● Direction: Would you copy only the lines below, beginning with the one that contains "Identify the rugby player in black" and running through the last entry line?

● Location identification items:
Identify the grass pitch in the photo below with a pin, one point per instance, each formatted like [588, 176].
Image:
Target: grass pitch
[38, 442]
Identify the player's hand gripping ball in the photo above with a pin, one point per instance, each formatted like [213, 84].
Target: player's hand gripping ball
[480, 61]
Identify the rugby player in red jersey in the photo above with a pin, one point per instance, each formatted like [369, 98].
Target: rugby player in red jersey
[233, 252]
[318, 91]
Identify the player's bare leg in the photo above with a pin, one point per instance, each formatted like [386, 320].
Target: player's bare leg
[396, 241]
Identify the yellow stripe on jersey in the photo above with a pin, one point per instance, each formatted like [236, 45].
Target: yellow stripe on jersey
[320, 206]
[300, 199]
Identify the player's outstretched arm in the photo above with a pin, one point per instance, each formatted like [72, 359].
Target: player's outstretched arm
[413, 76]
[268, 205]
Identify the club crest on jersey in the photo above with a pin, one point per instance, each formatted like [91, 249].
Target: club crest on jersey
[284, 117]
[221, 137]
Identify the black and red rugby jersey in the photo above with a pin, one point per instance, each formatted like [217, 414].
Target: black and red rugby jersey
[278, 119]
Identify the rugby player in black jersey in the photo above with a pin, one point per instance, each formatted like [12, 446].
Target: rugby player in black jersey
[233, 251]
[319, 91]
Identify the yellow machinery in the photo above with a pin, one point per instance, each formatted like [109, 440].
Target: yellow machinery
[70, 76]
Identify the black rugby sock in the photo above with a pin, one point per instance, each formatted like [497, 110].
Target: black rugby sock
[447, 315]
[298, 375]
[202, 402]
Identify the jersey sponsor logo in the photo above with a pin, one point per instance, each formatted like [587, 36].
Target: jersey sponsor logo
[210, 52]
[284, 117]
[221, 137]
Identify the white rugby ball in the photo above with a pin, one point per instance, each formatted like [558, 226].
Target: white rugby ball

● Response to this exercise:
Identify the rugby player in black jersey in the photo above with a pin, one point per instance, each formatted like [12, 446].
Target: rugby player in black jersey
[233, 251]
[319, 91]
Identify the yellow machinery in the photo above with a pin, one point per instance, each formatted like [109, 440].
Target: yellow machinery
[70, 76]
Identify the black rugby sock in the photo above with a pin, one point per instance, each formatted like [497, 110].
Target: black rugby sock
[447, 315]
[298, 375]
[202, 402]
Identify the jersey sponsor logo in the photo above with a pin, one point per instance, each formatted like [587, 36].
Target: jersey sponsor logo
[210, 52]
[284, 117]
[221, 137]
Identify the white rugby ball in the photo above with a pin, one point per instance, each formatted like [558, 226].
Target: white rugby ball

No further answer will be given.